══ Raw records ══

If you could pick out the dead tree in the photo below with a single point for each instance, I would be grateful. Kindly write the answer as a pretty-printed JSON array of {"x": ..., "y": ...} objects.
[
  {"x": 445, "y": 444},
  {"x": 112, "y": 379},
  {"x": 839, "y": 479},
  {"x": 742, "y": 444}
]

═══

Task details
Update the entries by replacing "dead tree" with "leafless tree", leaving every other part unchanged.

The result
If you could pick out the leafless tree in the photo below with a single point for each instance, I would be grateful. Kindly write the answer as a pretty-printed JSON array of {"x": ..., "y": ...} objects.
[
  {"x": 445, "y": 444},
  {"x": 112, "y": 379},
  {"x": 839, "y": 479},
  {"x": 742, "y": 444}
]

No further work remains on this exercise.